* start SUPPLIED RECORDS *

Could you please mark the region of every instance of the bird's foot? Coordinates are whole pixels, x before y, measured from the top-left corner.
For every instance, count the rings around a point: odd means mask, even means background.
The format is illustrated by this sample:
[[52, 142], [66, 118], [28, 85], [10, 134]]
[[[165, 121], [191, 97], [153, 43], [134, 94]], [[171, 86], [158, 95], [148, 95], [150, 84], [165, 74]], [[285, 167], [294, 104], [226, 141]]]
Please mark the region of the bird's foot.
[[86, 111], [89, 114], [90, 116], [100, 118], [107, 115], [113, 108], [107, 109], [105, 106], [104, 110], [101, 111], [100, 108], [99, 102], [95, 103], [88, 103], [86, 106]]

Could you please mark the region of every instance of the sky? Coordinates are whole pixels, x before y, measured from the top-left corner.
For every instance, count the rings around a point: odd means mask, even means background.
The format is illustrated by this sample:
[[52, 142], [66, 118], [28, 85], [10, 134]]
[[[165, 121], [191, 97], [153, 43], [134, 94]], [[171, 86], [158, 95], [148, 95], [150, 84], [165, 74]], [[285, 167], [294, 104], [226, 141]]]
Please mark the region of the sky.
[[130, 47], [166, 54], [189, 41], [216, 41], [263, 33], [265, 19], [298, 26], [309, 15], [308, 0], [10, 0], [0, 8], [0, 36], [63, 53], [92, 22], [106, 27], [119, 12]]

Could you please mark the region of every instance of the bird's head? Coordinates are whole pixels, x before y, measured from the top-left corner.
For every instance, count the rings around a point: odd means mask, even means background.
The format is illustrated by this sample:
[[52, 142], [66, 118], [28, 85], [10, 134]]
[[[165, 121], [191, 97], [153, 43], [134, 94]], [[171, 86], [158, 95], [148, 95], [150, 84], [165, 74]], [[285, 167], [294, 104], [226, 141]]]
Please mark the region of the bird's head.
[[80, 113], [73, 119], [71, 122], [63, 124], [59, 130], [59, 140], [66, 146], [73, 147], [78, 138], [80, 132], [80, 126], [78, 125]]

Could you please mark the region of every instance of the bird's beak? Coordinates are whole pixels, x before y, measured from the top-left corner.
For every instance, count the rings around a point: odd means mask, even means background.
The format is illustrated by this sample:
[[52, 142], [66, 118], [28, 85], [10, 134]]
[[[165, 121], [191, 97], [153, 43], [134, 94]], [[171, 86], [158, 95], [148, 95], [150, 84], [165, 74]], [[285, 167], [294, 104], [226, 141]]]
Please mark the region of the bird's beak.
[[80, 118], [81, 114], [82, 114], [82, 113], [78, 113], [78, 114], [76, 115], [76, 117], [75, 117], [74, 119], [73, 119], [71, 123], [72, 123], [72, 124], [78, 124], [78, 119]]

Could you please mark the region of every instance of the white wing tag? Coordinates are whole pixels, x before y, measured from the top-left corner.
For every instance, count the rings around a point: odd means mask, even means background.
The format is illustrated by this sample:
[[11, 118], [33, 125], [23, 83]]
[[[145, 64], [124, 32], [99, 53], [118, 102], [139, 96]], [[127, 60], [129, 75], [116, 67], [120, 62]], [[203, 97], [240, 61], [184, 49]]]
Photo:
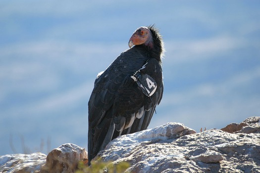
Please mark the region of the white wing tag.
[[141, 73], [137, 73], [135, 76], [132, 76], [131, 77], [142, 88], [143, 92], [148, 97], [154, 94], [157, 88], [157, 84], [154, 79], [148, 75]]

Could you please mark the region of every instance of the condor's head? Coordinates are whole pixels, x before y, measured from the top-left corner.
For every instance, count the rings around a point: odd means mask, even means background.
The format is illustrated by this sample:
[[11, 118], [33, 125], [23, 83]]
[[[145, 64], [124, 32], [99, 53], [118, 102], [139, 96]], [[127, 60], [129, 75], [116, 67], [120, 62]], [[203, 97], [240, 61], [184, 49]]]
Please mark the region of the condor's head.
[[163, 42], [158, 30], [154, 25], [137, 28], [128, 42], [130, 48], [134, 45], [143, 45], [149, 50], [151, 56], [160, 61], [164, 49]]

* end SUPPLIED RECORDS *

WHAT YOU WILL DO »
Reproduce only the portion of the listing from the line with "the bird's beak?" to the line with "79], [148, 75]]", both included, with the requests kept as they are and -82 added to every coordinate in the answer outlines. Omit the pictures.

RESULT »
Could you please mark the region of every instance of the bird's beak? Coordinates are whole pixels, x before y, measured from the top-left corner.
For every instance, count the rings around a point: odd means mask, even means background.
The format is illustrated by this sample:
[[52, 142], [66, 118], [28, 85], [10, 134]]
[[[165, 121], [191, 97], [153, 43], [134, 94]], [[171, 86], [158, 95], [148, 95], [150, 84], [165, 74]], [[285, 167], [294, 104], [226, 141]]]
Please mark the region of the bird's beak.
[[-2, 36], [-1, 32], [0, 32], [0, 31], [-4, 31], [-4, 32], [-6, 33], [-6, 35], [-7, 35], [-8, 37], [-9, 37], [-11, 41], [-10, 41], [-10, 42], [-4, 42], [-4, 37]]

Could you please mark the region of every instance of the white wing tag? Coordinates are whole pixels, x before y, measured from the top-left corner.
For every instance, count the rings around a point: odd means mask, even means background.
The format is illustrated by this sample:
[[11, 118], [33, 125], [23, 83]]
[[[145, 64], [124, 32], [99, 53], [118, 102], [139, 96]], [[127, 60], [129, 75], [116, 67], [120, 62]], [[203, 97], [240, 61], [184, 49]]]
Photo:
Please mark the region of the white wing tag.
[[59, -9], [55, -9], [53, -6], [50, -6], [49, -5], [60, 6], [61, 10], [66, 15], [72, 12], [75, 6], [75, 2], [72, -3], [66, -7]]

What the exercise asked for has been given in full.